→ Document excerpt

· · · · · · ·

Biomarker discovery
The biomarker pipeline supports translational workflows: feature selection from expression data, reduction to a predictive gene panel, and cross-validated classifier performance.
Inputs
- Expression matrix in AnnData (cells or samples as observations)
- Class labels in
obs— default column namecondition, configurable per run - At least two classes with sufficient samples per class
Pipeline stages
Optional WGCNA
Co-expression network analysis runs on bulk-style matrices. On single-cell data WGCNA is skipped automatically because module structure is unreliable at cell-level sparsity.
Feature selection
| Method | Description |
|---|---|
| mRMR | Minimum redundancy maximum relevance; capped input size for performance |
| Random forest | Importance ranking; used automatically for large gene sets |
| Combined | Merges rankings from multiple methods |
Classification
Trains a classifier (SVM, k-NN, or random forest) with cross-validation and reports accuracy, F1, and confusion matrix summaries.
Results
Analyze → Biomarker Results shows:
- Ranked selected genes with scores
- Classifier performance metrics across CV folds
- Links from Runs and Interpret
KnowSeq alignment
The current implementation covers feature selection and ML classification. Not yet implemented:
- Coverage-style multi-class DEG extraction across all pairwise comparisons
- Consistency selection across resampling
- Disease evidence retrieval from external databases
Tips
- Prefer pseudobulk or sample-level aggregation when biological replicates matter; cell-level labels inflate performance.
- Check class balance in Explore before running; severe imbalance affects CV metrics.
- Use enrichment on the selected gene list in a follow-up DE/enrichment run for pathway context.

· · · · · · ·

→ Material provided
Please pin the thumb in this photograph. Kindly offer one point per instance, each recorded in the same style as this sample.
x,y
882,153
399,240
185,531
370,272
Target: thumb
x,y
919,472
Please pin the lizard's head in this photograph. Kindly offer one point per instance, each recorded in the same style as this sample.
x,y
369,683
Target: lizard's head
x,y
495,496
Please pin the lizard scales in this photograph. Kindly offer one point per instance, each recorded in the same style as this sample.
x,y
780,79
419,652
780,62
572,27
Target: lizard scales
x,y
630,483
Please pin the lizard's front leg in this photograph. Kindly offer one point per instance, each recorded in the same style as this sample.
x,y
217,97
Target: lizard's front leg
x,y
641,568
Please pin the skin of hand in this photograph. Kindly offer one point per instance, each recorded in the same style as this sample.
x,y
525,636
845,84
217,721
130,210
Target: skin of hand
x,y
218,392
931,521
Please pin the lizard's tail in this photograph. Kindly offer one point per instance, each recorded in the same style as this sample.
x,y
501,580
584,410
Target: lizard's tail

· · · · · · ·

→ Task set
(a) On the biomarker discovery page, what happens to WGCNA when the input is single-cell data?
(b) From the biomarker discovery page, print the passage starting with "Biomarker discovery" and going on through "at cell-level sparsity.".

→ Outputs in order
(a) It is skipped automatically, because module structure is unreliable at cell-level sparsity.

(b)
Biomarker discovery
The biomarker pipeline supports translational workflows: feature selection from expression data, reduction to a predictive gene panel, and cross-validated classifier performance.
Inputs
- Expression matrix in AnnData (cells or samples as observations)
- Class labels in
obs— default column namecondition, configurable per run - At least two classes with sufficient samples per class
Pipeline stages
Optional WGCNA
Co-expression network analysis runs on bulk-style matrices. On single-cell data WGCNA is skipped automatically because module structure is unreliable at cell-level sparsity.